== DOCUMENT EXCERPT ==

And so in the vision, 1 and verses 4 through 7, we learn about the
ripe figs. Then the word of Yahweh came
to me, saying, Thus says Yahweh the God of Israel, Like these
good figs, so I will recognize as good the exiles of Judah.
Notice, He does not say there, they are good. He says, I will
recognize them as good. You know what just popped out
of this page here in the Old Testament? In the Old Testament, Prophet
Jeremiah, justification by faith through the imputed righteousness
of Jesus Christ. I'm going to realize them as
good, meaning I'm going to see them as good, even though they're
not. There's only one way for that
to possibly happen, and that's God's grace and the atonement
of Jesus Christ. So like these good figs, so I
will recognize as good the exiles of Judah, whom I have sent out
of this place into the land of the Chaldeans, for I will set
My eyes on them for good, and I will return them to this land,
and I will build them up and not pull them down, and I will
plant them and not uproot them. I will give them a heart to know
Me, for I am Yahweh, and they will be My people, and I will
be their God, for they will return to Me with their whole heart."
Now compare that to the rotten figs. In verse eight, but like
the rotten figs which cannot be eaten due to rottenness, indeed,
thus says Yahweh, so I will give over Zedekiah, king of Judah
and his officials and the remnant of Jerusalem who remain in this
land and the ones who inhabit the land of Egypt, I will give
them over to be a terror and an evil for all the kingdoms
of the earth as a reproach and a proverb, a byword and a curse
in all places where I will banish them. I will send the sword,
the famine and the pestilence upon them until they come to
an end from being upon the land which I gave to them and to their
fathers. When we look at figs, I don't
know if you like figs. My first encounter with figs
was a fig tree in the backyard where I grew up, and all I knew
was that if you cut it, it bled milk, white and sticky. The other thing I learned is
I did not like figs. I don't know if they were in
season or not, and I doubt very seriously I should have picked
it up off the ground to take a bite out of it. I didn't like
even Fig Newtons. I was not a fan of figs. But
when you get figs at the right time, Super sweet, super nutritious,
super good. Now, there are two times that
you harvest figs here in Israel. The first is harvested in June,
and these are early figs, but they are considered a delicacy.

===

> [WRITTEN TASK A] In the fig passage, which people or groups does Yahweh say He will give over, like the rotten figs? List each one.
> [WRITTEN TASK B] Reproduce the fig passage word for word, from "And so in the" down to "exiles of Judah.".

== DATASET CONTENT ==

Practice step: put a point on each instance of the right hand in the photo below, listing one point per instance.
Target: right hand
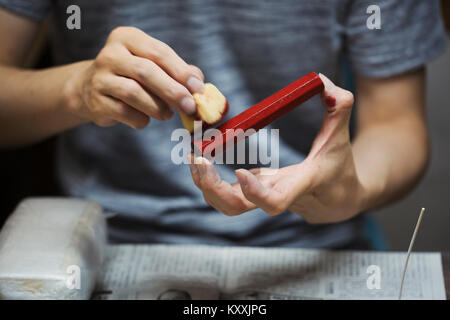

===

> [COMPLETE OUTPUT A]
- Zedekiah, king of Judah
- his officials
- the remnant of Jerusalem who remain in this land
- the ones who inhabit the land of Egypt

> [COMPLETE OUTPUT B]
And so in the vision, 1 and verses 4 through 7, we learn about the
ripe figs. Then the word of Yahweh came
to me, saying, Thus says Yahweh the God of Israel, Like these
good figs, so I will recognize as good the exiles of Judah.